» **Goal**
Copy the stretch of the listing below from the line containing "Find the jersey" through the end of the listing, word for word.

* BEGIN Exercise inputs *

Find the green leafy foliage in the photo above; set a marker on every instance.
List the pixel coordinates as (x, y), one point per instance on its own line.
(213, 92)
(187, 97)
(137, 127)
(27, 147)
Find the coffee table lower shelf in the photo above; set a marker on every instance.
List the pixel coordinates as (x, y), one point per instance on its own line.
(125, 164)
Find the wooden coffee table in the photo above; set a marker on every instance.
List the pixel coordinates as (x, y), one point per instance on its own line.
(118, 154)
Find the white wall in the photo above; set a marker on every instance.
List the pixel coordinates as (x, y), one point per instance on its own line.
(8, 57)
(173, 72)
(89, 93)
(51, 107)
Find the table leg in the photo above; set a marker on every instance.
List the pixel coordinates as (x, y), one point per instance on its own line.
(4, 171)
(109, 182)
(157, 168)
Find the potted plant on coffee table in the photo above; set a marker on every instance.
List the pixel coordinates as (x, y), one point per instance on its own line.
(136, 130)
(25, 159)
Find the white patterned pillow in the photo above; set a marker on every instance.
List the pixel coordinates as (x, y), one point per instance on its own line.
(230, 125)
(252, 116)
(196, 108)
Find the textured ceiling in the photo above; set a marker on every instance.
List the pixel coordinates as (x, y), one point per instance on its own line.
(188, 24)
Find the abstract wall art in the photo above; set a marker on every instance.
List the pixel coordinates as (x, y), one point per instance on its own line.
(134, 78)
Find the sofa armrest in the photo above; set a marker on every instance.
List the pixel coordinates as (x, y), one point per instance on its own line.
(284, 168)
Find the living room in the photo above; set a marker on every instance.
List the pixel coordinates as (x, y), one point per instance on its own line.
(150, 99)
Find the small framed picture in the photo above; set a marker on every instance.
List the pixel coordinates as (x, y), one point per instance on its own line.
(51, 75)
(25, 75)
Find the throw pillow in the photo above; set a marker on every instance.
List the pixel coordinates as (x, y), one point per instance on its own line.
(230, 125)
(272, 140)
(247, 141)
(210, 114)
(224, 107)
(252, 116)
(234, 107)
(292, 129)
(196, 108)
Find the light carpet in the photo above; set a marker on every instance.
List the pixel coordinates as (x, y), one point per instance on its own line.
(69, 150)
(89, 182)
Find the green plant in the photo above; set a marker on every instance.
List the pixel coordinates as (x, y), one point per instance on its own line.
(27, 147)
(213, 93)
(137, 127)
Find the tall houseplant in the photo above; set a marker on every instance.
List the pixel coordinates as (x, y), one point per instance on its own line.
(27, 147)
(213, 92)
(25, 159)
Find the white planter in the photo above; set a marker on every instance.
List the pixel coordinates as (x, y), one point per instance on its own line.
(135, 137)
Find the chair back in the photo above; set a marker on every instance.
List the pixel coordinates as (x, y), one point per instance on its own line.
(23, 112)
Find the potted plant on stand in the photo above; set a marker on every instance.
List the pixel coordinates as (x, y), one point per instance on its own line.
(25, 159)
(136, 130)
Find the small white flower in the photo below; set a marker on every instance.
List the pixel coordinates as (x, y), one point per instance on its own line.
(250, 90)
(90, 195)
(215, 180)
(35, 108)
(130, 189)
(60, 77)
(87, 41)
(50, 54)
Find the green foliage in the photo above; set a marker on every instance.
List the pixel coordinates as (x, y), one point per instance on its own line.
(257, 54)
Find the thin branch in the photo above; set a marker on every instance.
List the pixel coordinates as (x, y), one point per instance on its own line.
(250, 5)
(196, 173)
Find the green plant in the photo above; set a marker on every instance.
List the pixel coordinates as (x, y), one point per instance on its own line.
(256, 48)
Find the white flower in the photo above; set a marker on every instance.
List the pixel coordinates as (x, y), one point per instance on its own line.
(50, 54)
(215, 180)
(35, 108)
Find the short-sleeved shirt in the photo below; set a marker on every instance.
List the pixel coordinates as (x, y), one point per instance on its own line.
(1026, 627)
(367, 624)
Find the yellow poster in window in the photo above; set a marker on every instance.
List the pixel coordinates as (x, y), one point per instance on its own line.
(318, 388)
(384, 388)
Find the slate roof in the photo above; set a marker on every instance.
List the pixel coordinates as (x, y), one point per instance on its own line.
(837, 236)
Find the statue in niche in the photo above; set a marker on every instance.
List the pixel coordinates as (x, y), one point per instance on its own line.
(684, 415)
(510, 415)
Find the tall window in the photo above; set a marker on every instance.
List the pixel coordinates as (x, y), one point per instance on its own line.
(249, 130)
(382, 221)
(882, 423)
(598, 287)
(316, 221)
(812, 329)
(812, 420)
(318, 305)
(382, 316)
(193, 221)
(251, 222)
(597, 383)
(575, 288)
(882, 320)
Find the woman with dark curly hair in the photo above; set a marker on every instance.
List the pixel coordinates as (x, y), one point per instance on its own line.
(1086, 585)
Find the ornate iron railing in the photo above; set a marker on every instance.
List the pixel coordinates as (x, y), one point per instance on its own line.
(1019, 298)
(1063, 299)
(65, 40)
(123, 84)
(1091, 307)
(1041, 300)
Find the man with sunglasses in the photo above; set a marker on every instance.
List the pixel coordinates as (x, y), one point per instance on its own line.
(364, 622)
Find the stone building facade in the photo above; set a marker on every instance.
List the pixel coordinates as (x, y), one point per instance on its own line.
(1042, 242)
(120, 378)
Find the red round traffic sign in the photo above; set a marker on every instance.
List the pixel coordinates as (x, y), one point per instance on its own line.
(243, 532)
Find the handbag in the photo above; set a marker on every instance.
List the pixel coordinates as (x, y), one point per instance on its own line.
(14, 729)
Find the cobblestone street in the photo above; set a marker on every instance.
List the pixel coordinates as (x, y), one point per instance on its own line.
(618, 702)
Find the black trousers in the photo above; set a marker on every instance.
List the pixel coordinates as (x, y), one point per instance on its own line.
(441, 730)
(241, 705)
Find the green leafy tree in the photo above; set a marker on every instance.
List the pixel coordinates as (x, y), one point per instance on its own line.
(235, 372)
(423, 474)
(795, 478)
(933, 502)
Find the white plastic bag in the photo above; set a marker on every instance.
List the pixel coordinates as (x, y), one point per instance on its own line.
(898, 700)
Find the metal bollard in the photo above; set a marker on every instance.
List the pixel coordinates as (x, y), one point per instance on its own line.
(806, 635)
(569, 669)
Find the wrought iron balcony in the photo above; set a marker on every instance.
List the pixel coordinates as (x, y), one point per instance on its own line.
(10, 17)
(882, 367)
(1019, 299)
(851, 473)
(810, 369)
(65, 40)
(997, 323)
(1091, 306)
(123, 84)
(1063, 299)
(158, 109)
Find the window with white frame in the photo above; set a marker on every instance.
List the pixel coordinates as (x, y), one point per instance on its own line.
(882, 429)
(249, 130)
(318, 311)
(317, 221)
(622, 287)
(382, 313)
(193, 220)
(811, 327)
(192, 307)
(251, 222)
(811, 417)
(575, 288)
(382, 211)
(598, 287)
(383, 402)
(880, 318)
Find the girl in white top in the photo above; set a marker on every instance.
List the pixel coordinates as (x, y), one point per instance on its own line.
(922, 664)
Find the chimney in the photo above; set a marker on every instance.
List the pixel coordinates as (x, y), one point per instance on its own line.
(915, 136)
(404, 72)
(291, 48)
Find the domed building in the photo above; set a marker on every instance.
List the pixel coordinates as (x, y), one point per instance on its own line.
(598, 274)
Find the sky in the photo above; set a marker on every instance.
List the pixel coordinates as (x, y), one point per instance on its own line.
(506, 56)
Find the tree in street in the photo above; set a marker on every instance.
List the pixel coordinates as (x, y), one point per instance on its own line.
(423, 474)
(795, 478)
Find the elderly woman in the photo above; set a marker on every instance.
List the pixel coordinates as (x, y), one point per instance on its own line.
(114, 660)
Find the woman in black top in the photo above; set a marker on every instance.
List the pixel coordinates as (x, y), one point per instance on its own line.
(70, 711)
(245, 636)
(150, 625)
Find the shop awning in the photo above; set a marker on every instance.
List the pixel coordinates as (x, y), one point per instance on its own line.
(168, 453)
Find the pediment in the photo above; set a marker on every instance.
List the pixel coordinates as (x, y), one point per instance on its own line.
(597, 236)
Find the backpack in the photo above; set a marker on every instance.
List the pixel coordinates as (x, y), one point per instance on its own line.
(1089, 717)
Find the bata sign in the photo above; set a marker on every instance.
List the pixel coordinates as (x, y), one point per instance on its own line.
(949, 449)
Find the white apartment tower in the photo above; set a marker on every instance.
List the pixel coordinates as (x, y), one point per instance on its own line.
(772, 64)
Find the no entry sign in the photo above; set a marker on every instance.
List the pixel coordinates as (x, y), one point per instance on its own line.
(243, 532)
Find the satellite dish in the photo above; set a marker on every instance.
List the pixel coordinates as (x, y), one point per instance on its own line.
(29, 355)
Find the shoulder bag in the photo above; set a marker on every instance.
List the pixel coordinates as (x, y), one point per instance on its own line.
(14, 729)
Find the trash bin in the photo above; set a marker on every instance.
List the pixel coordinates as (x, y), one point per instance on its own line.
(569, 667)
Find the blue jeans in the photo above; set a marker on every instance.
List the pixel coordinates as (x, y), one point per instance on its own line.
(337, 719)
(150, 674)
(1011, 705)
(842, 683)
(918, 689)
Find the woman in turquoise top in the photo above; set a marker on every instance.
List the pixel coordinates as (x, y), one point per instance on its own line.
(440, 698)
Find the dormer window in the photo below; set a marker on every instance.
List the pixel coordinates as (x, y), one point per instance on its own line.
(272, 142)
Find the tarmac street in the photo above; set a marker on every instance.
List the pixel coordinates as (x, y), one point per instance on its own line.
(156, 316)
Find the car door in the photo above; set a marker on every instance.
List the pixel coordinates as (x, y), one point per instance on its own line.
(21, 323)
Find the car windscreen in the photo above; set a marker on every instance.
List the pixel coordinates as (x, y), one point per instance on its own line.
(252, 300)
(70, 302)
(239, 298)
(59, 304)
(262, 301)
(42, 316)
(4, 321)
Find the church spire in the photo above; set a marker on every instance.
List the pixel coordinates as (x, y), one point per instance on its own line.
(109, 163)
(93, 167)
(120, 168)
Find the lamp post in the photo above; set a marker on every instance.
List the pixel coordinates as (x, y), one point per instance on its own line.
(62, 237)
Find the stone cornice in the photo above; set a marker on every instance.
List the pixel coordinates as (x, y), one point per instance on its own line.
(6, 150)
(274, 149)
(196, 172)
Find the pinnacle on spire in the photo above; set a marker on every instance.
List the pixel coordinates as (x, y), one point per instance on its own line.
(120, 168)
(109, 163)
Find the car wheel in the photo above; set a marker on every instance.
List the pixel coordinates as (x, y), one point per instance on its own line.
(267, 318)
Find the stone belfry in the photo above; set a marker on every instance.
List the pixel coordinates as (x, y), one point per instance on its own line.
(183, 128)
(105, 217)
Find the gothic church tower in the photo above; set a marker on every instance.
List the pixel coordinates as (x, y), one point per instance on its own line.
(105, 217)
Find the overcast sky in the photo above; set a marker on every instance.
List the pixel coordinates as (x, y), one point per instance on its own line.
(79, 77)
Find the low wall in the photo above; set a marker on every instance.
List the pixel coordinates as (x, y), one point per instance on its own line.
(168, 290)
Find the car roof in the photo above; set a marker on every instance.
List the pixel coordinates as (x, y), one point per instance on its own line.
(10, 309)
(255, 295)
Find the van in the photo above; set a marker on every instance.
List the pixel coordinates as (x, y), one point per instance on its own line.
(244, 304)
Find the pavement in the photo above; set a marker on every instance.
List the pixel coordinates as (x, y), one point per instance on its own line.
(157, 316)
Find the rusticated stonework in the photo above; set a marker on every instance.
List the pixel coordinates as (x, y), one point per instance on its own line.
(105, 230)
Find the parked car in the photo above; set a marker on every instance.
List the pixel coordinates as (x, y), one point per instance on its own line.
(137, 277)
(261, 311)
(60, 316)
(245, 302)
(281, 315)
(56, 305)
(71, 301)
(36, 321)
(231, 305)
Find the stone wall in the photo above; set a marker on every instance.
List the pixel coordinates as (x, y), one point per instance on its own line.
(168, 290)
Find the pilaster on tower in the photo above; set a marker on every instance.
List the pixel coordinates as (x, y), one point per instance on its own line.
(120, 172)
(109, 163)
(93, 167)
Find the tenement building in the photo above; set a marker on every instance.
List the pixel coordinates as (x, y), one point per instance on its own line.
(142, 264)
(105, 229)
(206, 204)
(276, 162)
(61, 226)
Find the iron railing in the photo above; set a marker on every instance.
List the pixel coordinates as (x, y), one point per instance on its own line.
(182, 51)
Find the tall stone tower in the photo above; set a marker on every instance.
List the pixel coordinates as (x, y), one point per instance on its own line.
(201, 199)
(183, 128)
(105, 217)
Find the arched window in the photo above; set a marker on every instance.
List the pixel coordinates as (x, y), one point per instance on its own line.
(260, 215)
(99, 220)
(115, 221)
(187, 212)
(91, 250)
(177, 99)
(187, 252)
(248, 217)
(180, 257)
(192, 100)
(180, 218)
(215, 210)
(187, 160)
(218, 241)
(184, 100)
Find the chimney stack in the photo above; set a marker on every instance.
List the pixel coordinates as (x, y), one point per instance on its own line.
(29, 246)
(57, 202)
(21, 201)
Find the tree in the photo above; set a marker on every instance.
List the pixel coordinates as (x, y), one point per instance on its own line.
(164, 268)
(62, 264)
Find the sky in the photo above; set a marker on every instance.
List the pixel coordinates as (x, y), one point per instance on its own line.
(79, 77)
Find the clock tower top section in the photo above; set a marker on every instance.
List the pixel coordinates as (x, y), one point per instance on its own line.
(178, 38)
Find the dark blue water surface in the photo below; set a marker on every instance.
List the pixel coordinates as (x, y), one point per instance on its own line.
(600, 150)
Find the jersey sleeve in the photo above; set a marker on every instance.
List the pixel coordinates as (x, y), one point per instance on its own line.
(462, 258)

* END Exercise inputs *

» **The result**
Find the jersey sleeve in the photo above; set a marker on every instance.
List the pixel coordinates as (x, y), one point per instance on its own line.
(462, 258)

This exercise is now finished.